**How to complete this task**
Only certain lines below are wanted: those starting at the line containing "Target: wooden gate" and ending at the line containing "form: point(356, 69).", both included, each retyped exactly.

*** Begin section ***

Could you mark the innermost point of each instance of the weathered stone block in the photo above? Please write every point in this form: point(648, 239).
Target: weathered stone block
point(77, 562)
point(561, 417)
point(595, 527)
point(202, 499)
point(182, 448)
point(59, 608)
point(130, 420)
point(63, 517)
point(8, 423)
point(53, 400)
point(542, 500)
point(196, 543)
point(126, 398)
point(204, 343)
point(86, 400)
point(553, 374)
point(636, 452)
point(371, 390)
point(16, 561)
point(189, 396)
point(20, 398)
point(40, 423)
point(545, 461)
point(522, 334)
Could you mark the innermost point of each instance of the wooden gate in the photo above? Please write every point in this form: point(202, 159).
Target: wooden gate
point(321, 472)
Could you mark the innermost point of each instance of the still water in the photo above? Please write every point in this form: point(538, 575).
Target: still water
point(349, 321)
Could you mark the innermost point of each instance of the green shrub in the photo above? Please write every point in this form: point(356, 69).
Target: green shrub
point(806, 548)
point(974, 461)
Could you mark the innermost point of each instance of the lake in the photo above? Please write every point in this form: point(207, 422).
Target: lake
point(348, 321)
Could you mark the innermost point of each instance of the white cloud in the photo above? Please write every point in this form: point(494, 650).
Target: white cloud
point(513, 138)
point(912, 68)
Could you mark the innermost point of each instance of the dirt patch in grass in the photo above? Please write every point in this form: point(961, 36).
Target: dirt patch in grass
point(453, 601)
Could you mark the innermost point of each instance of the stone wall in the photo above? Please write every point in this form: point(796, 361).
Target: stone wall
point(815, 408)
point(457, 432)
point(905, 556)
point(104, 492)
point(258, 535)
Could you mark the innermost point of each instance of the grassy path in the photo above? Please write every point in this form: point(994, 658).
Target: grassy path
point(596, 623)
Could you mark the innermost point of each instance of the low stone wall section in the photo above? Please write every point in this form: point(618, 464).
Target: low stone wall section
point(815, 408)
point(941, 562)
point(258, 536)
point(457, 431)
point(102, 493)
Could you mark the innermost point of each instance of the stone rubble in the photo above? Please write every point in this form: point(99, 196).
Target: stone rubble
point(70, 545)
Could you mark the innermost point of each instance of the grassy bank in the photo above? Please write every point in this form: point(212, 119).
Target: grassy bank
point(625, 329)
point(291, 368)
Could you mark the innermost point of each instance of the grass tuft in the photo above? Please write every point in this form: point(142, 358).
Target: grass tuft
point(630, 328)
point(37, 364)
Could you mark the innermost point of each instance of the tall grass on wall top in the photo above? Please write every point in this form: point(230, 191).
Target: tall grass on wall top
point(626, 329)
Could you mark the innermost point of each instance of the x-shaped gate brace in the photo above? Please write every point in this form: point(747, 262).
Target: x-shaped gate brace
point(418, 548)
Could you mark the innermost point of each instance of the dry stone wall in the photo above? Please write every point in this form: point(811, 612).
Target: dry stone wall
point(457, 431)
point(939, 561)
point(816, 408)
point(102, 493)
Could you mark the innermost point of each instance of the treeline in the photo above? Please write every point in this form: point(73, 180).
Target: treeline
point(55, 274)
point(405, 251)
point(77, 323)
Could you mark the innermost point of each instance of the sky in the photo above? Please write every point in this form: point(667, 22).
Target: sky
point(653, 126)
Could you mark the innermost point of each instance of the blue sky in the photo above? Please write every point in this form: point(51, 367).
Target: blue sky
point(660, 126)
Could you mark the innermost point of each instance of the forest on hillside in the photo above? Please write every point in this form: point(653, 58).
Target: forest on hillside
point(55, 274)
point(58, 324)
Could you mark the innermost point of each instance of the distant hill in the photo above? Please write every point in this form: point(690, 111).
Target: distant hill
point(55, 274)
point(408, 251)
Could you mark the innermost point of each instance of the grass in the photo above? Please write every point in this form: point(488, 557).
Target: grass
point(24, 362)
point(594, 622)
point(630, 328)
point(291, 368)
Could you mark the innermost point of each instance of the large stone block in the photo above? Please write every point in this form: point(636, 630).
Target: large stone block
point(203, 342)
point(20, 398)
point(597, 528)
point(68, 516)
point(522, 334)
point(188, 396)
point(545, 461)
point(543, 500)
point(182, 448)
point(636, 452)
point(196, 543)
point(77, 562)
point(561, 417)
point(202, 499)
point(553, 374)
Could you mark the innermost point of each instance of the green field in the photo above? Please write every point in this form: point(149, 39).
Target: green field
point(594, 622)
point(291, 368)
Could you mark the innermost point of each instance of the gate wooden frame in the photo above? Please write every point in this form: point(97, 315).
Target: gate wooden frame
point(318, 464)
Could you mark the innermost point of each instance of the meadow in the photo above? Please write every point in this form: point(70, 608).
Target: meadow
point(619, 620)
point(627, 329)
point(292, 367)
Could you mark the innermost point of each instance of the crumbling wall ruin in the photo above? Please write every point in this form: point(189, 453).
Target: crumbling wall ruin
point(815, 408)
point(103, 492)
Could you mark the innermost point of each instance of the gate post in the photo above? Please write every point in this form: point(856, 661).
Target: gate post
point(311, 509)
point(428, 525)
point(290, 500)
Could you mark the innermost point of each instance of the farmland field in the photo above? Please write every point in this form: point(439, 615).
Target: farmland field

*** End section ***

**Result**
Target: wooden gate
point(321, 472)
Could you mark the innermost point of each instance of the still water in the photo above? Please write every point in this form: point(538, 575).
Target: still water
point(349, 321)
Could you mark the innermost point of each instance of the green shrub in the photo above? Please write every point in this form: point(356, 69).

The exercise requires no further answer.